Requests =>
[1] Swap "Internal Revenue Service" for "IRS" and write out everything in the court opinion excerpt from "The closest question" down to "determined that Velasquez had the requisite intent.".
[2] According to the court opinion excerpt, who owned the currency exchanges where the checks were cashed?

Source document =>
-=-=-=-=-

Convicting Velasquez required the government to prove beyond a reasonable doubt that the conspiracy charged in Count One existed, that Presbitero and Velasquez knowingly and willfully joined the conspiracy with intention to further the conspiracy, and that a coconspirator committed an overt act in furtherance of the conspiracy. See United States v. Jackson, 33 F.3d 866, 870 (7th Cir.1994); United States v. Useni, 516 F.3d 634, 650 (7th Cir.2008); see also United States v. Klein, 247 F.2d 908 (2d Cir.1957). The government presented more than enough evidence for a jury to find that the six subcontractors did not exist. A jury also could have readily concluded that Velasquez agreed to help perpetuate the fiction. Velasquez provided Presbitero's assistant with hours to be attributed to the subcontractors even though the subcontractors did not exist. He did this on a weekly basis, for several years, and Presbitero's assistant then used this information to type up hundreds of checks made out to the subcontractors. Velasquez was also the one who arranged for these checks to be cashed at currency exchanges owned by Leonard Sklare, and Velasquez often cashed the checks himself each week in exchange for tens of thousands of dollars in return.
The closest question is whether a rational jury could have found that Velasquez had the requisite intent. Velasquez maintains, and the district court agreed, that the element of intent is lacking. The government agrees that to convict Velasquez of violating 18 U.S.C. § 371 in this case, it needed to prove that he intended to impede or obstruct the functions of the Internal Revenue Service, not just that he had the intent to do something improper. See United States v. Attanasio, 870 F.2d 809, 817 (2d Cir.1989). Although the district court granted Velasquez's motion for judgment of acquittal, we agree with the government that a rational jury could have determined that Velasquez had the requisite intent.
That is, from the evidence before it, the jury could have concluded that Velasquez knew that at least one purpose of the agreement to make up the six subcontractors was to reduce PDC's tax liability on false pretenses. Doing so did not require Velasquez, who was in charge of hiring and managing the drywall installers, to understand exactly how PDC had prepared its tax returns (there was no evidence that he ever saw the tax returns or assisted in their preparation). The jury heard that Velasquez had filed individual tax returns before on which he had taken business deductions, and the jury therefore could have concluded that he understood the concept of business deductions. In addition, Velasquez's own signed tax returns included W-2 forms detailing withholdings made from his pay as a PDC employee, so a jury could infer that he understood the concept of employee withholding. A rational jury could have decided that Velasquez knew that when he submitted hours not actually worked by subcontractors to Presbitero's assistant and undertook the efforts he did to keep the subcontractor fiction alive, he was helping the company falsely take business deductions for payments to fake subcontractors or helping it avoid employee tax liability by not accurately reporting the nature of hours worked.

-=-=-=-=-

Dataset excerpts on object pointing
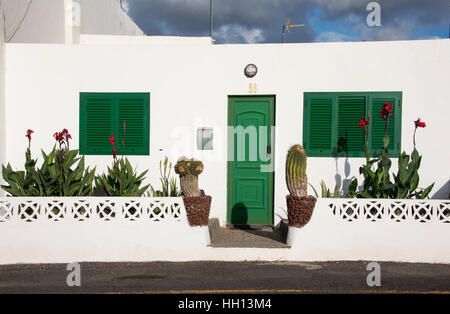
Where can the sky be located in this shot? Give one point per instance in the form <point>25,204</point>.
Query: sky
<point>261,21</point>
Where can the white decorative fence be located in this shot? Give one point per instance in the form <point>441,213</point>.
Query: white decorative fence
<point>375,230</point>
<point>110,229</point>
<point>91,209</point>
<point>401,210</point>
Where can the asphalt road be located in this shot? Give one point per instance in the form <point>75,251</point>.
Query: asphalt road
<point>226,277</point>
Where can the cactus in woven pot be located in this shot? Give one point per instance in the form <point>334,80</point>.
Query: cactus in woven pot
<point>296,178</point>
<point>197,206</point>
<point>188,170</point>
<point>300,205</point>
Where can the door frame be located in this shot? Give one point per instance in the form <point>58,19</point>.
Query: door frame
<point>230,174</point>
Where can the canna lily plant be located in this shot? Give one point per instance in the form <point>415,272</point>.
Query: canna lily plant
<point>377,184</point>
<point>62,172</point>
<point>121,179</point>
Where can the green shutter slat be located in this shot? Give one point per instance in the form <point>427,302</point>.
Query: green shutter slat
<point>97,120</point>
<point>378,124</point>
<point>103,114</point>
<point>318,124</point>
<point>351,109</point>
<point>330,123</point>
<point>132,112</point>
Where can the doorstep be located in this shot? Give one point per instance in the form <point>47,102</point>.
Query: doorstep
<point>254,236</point>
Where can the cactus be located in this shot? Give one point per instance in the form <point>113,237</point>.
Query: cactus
<point>296,179</point>
<point>188,170</point>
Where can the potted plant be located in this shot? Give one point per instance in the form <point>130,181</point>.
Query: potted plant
<point>197,205</point>
<point>300,205</point>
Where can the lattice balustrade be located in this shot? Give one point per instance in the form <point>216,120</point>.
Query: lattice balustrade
<point>349,210</point>
<point>373,210</point>
<point>422,211</point>
<point>80,210</point>
<point>379,210</point>
<point>29,210</point>
<point>132,210</point>
<point>85,209</point>
<point>106,210</point>
<point>443,211</point>
<point>55,210</point>
<point>5,211</point>
<point>398,211</point>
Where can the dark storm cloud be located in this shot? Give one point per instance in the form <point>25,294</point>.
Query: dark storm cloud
<point>241,21</point>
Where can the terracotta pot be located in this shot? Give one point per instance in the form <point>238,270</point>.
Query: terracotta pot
<point>300,209</point>
<point>197,210</point>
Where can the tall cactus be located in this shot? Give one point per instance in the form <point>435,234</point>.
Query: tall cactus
<point>296,179</point>
<point>188,170</point>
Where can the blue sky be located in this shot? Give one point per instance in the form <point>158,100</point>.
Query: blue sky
<point>260,21</point>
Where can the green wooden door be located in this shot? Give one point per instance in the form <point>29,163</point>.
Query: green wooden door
<point>250,147</point>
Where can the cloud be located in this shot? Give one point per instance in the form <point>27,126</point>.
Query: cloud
<point>238,33</point>
<point>333,37</point>
<point>251,21</point>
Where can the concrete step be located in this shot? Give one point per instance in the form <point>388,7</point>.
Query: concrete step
<point>248,236</point>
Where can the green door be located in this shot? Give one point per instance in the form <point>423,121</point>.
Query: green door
<point>250,177</point>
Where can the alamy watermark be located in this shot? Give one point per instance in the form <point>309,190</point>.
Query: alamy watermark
<point>73,13</point>
<point>374,277</point>
<point>74,277</point>
<point>374,17</point>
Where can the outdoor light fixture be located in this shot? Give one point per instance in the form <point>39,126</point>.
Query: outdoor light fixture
<point>250,70</point>
<point>205,138</point>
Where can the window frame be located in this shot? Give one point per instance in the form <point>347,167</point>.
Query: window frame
<point>115,96</point>
<point>334,96</point>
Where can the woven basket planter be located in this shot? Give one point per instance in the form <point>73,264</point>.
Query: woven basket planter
<point>300,210</point>
<point>197,210</point>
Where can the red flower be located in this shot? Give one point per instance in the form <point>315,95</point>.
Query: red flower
<point>58,136</point>
<point>112,140</point>
<point>386,111</point>
<point>419,124</point>
<point>29,132</point>
<point>363,123</point>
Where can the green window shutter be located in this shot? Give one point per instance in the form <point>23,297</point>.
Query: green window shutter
<point>96,121</point>
<point>331,123</point>
<point>377,124</point>
<point>133,109</point>
<point>350,138</point>
<point>318,124</point>
<point>103,114</point>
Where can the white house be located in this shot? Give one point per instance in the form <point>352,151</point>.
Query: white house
<point>175,94</point>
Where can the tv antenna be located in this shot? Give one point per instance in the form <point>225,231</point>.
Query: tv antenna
<point>286,27</point>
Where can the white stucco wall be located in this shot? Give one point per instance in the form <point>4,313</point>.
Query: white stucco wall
<point>47,21</point>
<point>2,95</point>
<point>42,22</point>
<point>106,17</point>
<point>189,86</point>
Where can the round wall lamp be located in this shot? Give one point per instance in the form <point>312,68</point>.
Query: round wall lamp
<point>250,70</point>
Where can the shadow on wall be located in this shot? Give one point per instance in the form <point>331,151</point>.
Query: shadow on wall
<point>443,192</point>
<point>239,214</point>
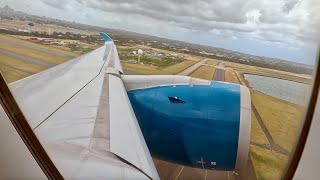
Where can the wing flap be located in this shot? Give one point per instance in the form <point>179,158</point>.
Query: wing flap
<point>41,94</point>
<point>126,139</point>
<point>78,111</point>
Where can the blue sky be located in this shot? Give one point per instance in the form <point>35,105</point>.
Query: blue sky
<point>284,29</point>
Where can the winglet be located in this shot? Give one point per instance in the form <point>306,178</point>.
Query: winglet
<point>105,37</point>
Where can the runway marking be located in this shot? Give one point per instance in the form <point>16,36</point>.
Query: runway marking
<point>205,176</point>
<point>179,173</point>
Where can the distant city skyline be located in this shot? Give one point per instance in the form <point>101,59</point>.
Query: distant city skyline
<point>272,28</point>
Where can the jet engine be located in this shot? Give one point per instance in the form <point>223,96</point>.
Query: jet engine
<point>193,122</point>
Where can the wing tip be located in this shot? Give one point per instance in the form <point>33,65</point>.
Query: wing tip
<point>105,37</point>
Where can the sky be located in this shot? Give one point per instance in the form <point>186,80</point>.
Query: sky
<point>284,29</point>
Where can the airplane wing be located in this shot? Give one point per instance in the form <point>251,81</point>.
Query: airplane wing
<point>83,118</point>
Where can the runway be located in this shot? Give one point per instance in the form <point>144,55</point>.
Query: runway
<point>191,69</point>
<point>219,74</point>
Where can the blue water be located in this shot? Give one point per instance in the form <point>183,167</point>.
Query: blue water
<point>294,92</point>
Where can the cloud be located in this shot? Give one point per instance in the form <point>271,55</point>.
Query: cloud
<point>290,23</point>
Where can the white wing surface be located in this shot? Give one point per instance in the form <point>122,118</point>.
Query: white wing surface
<point>81,114</point>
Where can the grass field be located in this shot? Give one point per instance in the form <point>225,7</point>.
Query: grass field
<point>142,69</point>
<point>12,74</point>
<point>14,69</point>
<point>186,56</point>
<point>22,39</point>
<point>283,119</point>
<point>267,165</point>
<point>257,136</point>
<point>33,53</point>
<point>174,69</point>
<point>230,76</point>
<point>204,72</point>
<point>213,62</point>
<point>20,65</point>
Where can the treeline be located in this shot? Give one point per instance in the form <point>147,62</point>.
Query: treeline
<point>57,35</point>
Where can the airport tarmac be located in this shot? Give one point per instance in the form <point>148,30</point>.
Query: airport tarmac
<point>219,74</point>
<point>192,68</point>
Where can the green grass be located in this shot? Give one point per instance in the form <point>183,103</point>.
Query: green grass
<point>213,62</point>
<point>174,69</point>
<point>257,135</point>
<point>34,53</point>
<point>82,50</point>
<point>204,72</point>
<point>11,74</point>
<point>142,69</point>
<point>282,119</point>
<point>39,45</point>
<point>21,65</point>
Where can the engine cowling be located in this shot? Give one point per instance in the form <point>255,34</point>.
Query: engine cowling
<point>204,125</point>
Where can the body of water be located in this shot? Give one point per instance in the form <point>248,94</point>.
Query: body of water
<point>297,93</point>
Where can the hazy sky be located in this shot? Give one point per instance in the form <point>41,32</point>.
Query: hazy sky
<point>285,29</point>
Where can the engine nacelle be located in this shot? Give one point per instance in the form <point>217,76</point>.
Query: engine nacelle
<point>193,122</point>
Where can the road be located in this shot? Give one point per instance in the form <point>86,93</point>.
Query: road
<point>192,68</point>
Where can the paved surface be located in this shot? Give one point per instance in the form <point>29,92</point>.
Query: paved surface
<point>192,68</point>
<point>219,74</point>
<point>26,58</point>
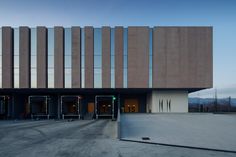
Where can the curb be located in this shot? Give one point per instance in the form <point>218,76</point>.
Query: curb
<point>182,146</point>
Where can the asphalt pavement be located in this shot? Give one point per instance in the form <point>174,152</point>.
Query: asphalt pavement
<point>85,138</point>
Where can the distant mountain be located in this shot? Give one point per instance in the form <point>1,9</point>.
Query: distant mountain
<point>203,101</point>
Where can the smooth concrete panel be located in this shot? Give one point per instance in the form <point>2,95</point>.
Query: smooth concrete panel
<point>89,56</point>
<point>182,57</point>
<point>106,57</point>
<point>7,57</point>
<point>42,68</point>
<point>24,58</point>
<point>138,57</point>
<point>59,57</point>
<point>168,101</point>
<point>76,57</point>
<point>119,48</point>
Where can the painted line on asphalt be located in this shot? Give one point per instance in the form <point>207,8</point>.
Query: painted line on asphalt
<point>181,146</point>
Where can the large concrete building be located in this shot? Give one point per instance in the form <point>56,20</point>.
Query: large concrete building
<point>95,72</point>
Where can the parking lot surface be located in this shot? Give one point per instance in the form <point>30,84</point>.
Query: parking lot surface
<point>85,138</point>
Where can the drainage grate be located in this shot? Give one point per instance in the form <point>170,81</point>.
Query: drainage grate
<point>145,138</point>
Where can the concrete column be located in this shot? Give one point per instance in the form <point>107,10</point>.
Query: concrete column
<point>106,57</point>
<point>76,57</point>
<point>138,57</point>
<point>24,51</point>
<point>7,57</point>
<point>42,52</point>
<point>59,71</point>
<point>89,56</point>
<point>119,63</point>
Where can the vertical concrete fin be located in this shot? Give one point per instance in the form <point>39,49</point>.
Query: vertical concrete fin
<point>138,57</point>
<point>42,53</point>
<point>59,72</point>
<point>76,57</point>
<point>89,56</point>
<point>119,48</point>
<point>7,57</point>
<point>106,57</point>
<point>24,58</point>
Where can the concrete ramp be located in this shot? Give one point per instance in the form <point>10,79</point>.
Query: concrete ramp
<point>204,131</point>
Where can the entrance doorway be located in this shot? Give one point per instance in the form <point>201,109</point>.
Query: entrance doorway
<point>4,107</point>
<point>70,106</point>
<point>39,106</point>
<point>131,105</point>
<point>104,106</point>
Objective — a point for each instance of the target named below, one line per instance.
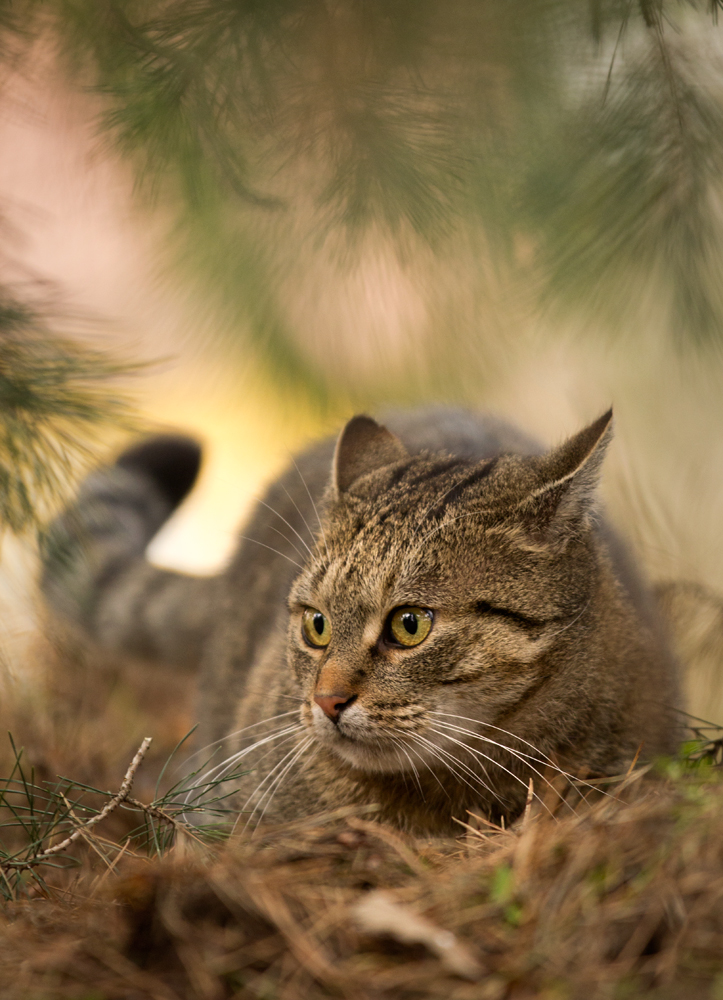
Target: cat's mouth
(356, 742)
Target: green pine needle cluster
(55, 398)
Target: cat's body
(425, 627)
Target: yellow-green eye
(316, 627)
(410, 626)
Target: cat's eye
(409, 626)
(316, 628)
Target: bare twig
(82, 830)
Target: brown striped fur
(544, 649)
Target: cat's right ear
(363, 447)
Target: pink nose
(332, 704)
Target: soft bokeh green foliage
(579, 142)
(536, 159)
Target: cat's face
(441, 590)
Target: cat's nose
(333, 704)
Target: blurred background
(248, 220)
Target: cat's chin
(361, 750)
(369, 757)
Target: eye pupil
(409, 620)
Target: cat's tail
(95, 572)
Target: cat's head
(440, 588)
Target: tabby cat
(423, 615)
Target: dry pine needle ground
(622, 897)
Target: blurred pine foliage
(55, 396)
(588, 134)
(570, 150)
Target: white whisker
(276, 783)
(217, 743)
(218, 772)
(321, 525)
(287, 523)
(263, 545)
(524, 758)
(441, 753)
(491, 760)
(539, 755)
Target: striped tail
(95, 572)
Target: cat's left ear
(363, 447)
(565, 499)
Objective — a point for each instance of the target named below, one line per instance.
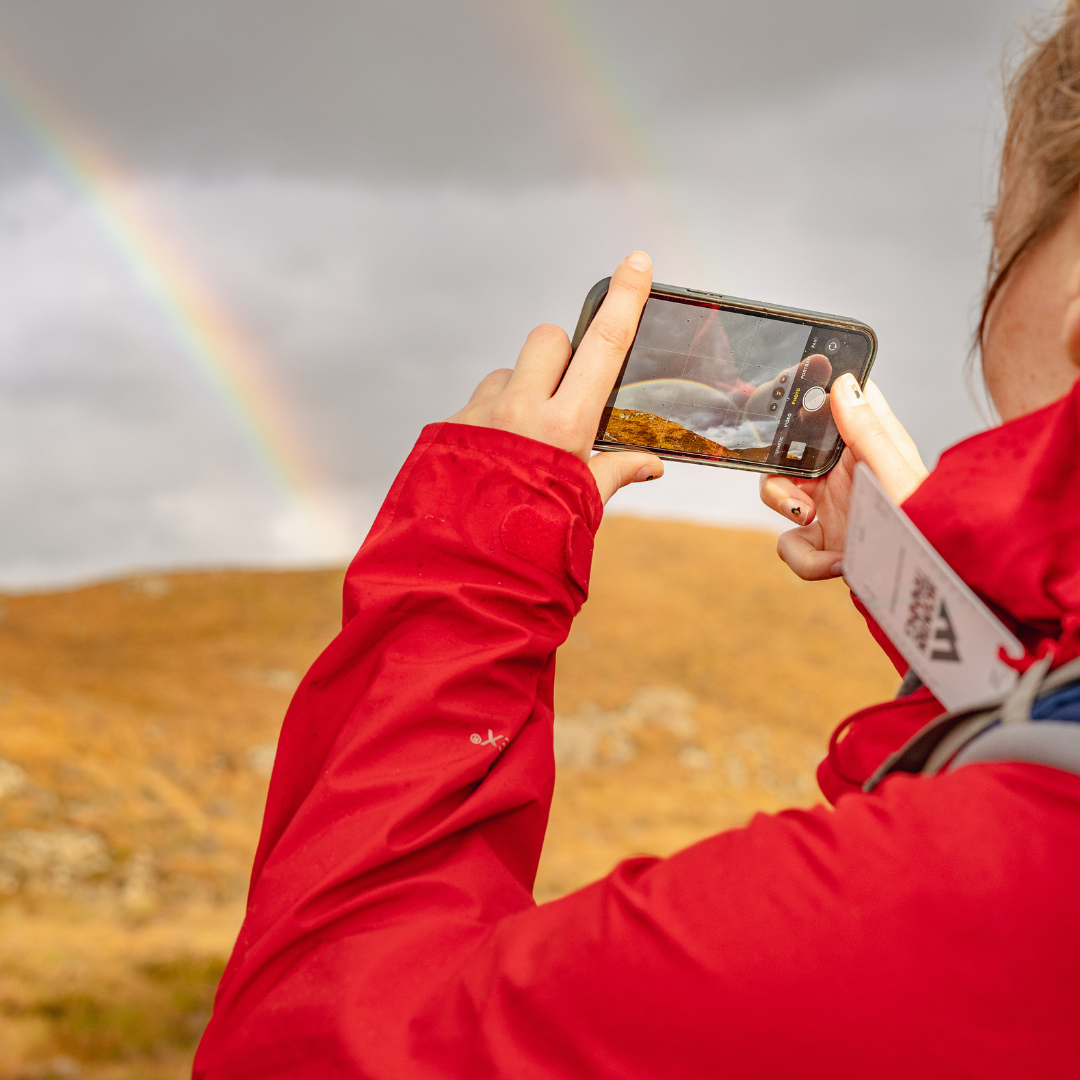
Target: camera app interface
(726, 385)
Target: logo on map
(928, 622)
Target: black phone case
(595, 298)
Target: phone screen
(727, 385)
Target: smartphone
(721, 381)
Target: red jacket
(929, 929)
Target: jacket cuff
(509, 497)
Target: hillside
(137, 726)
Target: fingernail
(850, 390)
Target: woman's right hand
(874, 435)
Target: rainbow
(225, 361)
(598, 102)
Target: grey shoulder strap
(997, 730)
(1055, 743)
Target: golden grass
(144, 713)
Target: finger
(615, 469)
(871, 442)
(904, 442)
(800, 549)
(491, 385)
(596, 364)
(781, 495)
(541, 362)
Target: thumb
(873, 441)
(613, 469)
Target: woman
(929, 928)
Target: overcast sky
(387, 197)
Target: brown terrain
(137, 729)
(647, 429)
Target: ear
(1070, 323)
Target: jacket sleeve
(414, 774)
(391, 932)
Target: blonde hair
(1040, 156)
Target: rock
(13, 779)
(54, 860)
(260, 758)
(594, 737)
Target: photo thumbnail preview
(720, 383)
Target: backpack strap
(996, 730)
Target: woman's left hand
(529, 400)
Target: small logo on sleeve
(493, 740)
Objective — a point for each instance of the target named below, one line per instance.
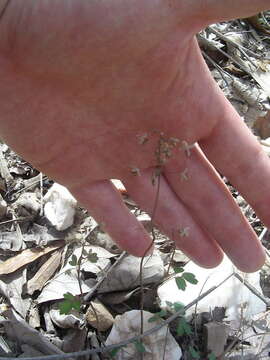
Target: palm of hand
(89, 103)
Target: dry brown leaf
(27, 256)
(44, 273)
(262, 125)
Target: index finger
(236, 153)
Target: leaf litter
(65, 286)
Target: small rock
(216, 335)
(59, 207)
(27, 204)
(233, 295)
(98, 316)
(129, 325)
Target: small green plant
(181, 281)
(70, 302)
(139, 346)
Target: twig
(252, 289)
(5, 174)
(98, 284)
(126, 342)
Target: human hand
(81, 85)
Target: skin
(83, 81)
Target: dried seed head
(184, 232)
(142, 139)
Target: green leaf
(180, 331)
(157, 316)
(178, 269)
(65, 307)
(183, 328)
(181, 283)
(190, 278)
(194, 353)
(178, 306)
(73, 261)
(92, 257)
(69, 296)
(139, 346)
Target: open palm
(90, 89)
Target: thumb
(212, 11)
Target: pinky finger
(105, 204)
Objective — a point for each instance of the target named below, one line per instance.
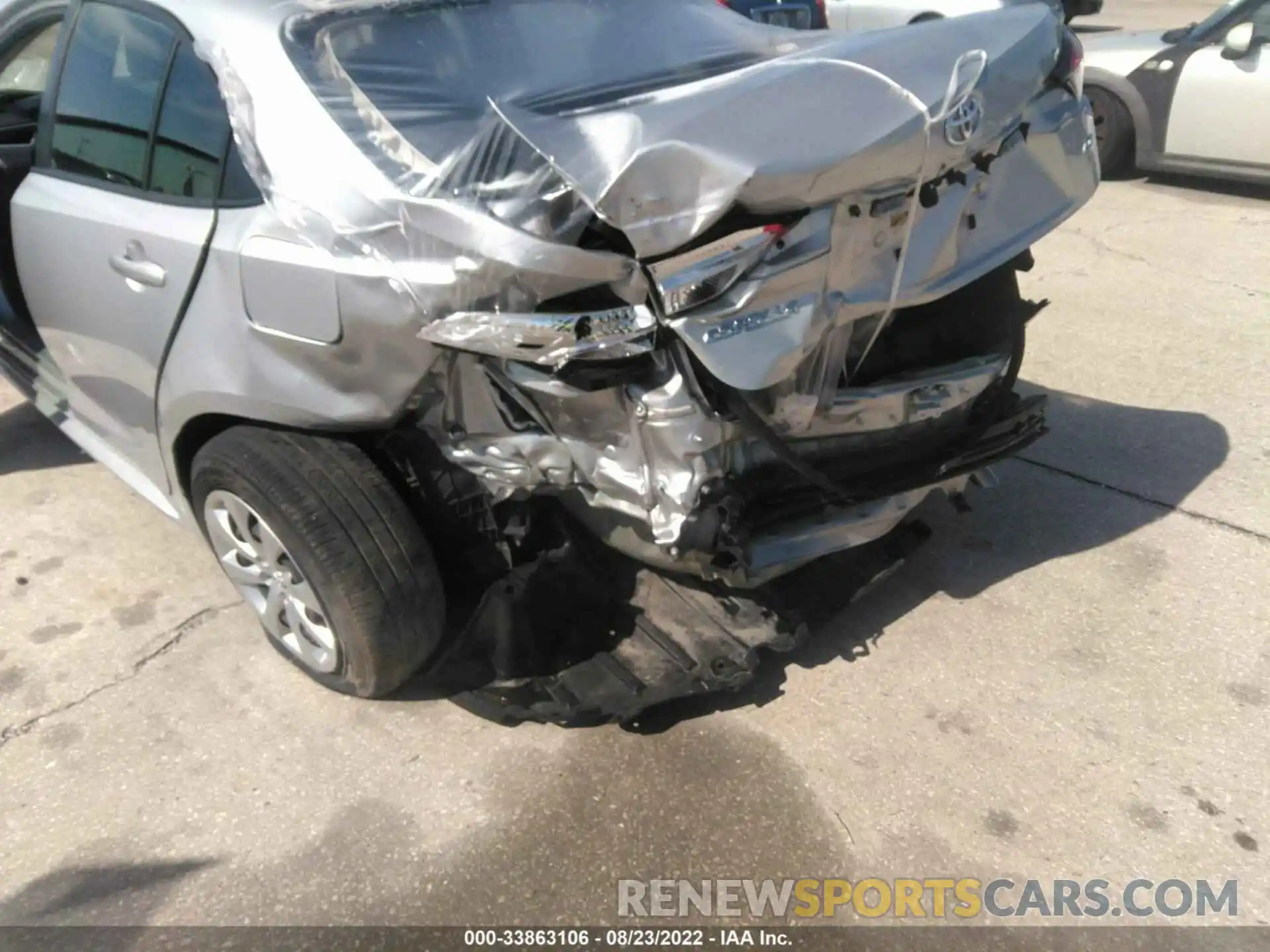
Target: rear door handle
(134, 266)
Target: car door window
(193, 131)
(108, 93)
(26, 70)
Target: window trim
(44, 163)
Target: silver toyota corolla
(393, 301)
(1191, 99)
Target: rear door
(112, 223)
(1221, 108)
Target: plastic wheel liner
(613, 220)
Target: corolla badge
(964, 121)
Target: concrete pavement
(1074, 681)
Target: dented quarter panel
(429, 296)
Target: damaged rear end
(734, 298)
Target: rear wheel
(325, 553)
(1113, 126)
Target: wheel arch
(1128, 95)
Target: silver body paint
(1191, 102)
(880, 15)
(384, 282)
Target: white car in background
(879, 15)
(1194, 99)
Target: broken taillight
(1070, 70)
(704, 273)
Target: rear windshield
(431, 69)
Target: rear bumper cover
(812, 528)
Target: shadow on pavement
(1031, 521)
(30, 441)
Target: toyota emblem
(963, 122)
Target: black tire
(1113, 126)
(351, 536)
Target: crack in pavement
(193, 623)
(1103, 245)
(1148, 500)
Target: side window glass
(193, 128)
(108, 95)
(26, 70)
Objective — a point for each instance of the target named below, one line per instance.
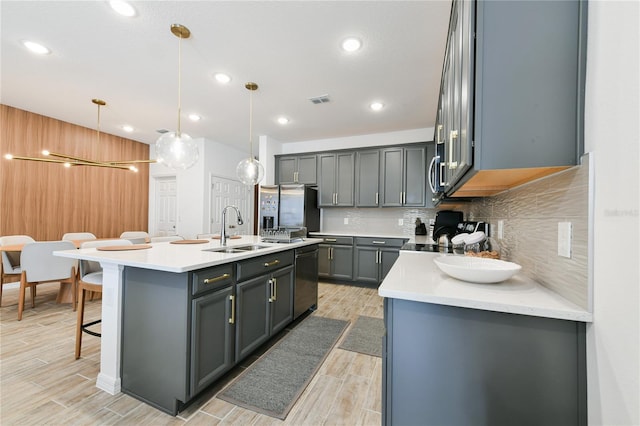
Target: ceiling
(291, 49)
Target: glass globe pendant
(249, 170)
(177, 150)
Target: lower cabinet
(183, 331)
(335, 258)
(374, 257)
(265, 306)
(445, 365)
(211, 337)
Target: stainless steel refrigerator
(290, 207)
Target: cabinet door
(345, 172)
(326, 179)
(415, 176)
(392, 177)
(307, 169)
(342, 262)
(287, 167)
(252, 315)
(211, 338)
(367, 178)
(366, 264)
(324, 260)
(387, 258)
(281, 299)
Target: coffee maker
(446, 226)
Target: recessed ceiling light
(123, 8)
(351, 44)
(36, 47)
(222, 78)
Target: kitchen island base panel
(452, 366)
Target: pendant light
(249, 170)
(177, 150)
(70, 160)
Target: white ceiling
(290, 48)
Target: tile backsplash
(374, 221)
(530, 214)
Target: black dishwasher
(305, 295)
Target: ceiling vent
(322, 99)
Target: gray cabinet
(368, 178)
(264, 300)
(336, 179)
(403, 176)
(512, 93)
(335, 258)
(297, 169)
(179, 325)
(445, 365)
(374, 257)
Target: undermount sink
(237, 249)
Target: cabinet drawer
(380, 242)
(264, 264)
(328, 239)
(212, 278)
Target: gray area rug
(365, 336)
(273, 383)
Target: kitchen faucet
(223, 232)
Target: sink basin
(236, 249)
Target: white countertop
(416, 277)
(178, 258)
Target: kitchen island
(157, 295)
(459, 353)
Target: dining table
(65, 294)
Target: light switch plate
(564, 239)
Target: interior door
(166, 205)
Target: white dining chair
(10, 266)
(90, 281)
(74, 236)
(166, 238)
(136, 237)
(39, 265)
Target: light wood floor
(42, 383)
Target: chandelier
(70, 160)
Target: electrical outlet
(564, 239)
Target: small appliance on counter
(446, 226)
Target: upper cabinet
(297, 169)
(403, 176)
(336, 179)
(511, 102)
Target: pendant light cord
(178, 133)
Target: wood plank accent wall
(46, 200)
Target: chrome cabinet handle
(216, 279)
(232, 320)
(274, 297)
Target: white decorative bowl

-=-=-=-=-

Outputs =>
[1]
The closest question is whether a rational jury could have found that Velasquez had the requisite intent. Velasquez maintains, and the district court agreed, that the element of intent is lacking. The government agrees that to convict Velasquez of violating 18 U.S.C. § 371 in this case, it needed to prove that he intended to impede or obstruct the functions of the IRS, not just that he had the intent to do something improper. See United States v. Attanasio, 870 F.2d 809, 817 (2d Cir.1989). Although the district court granted Velasquez's motion for judgment of acquittal, we agree with the government that a rational jury could have determined that Velasquez had the requisite intent.

[2] Leonard Sklare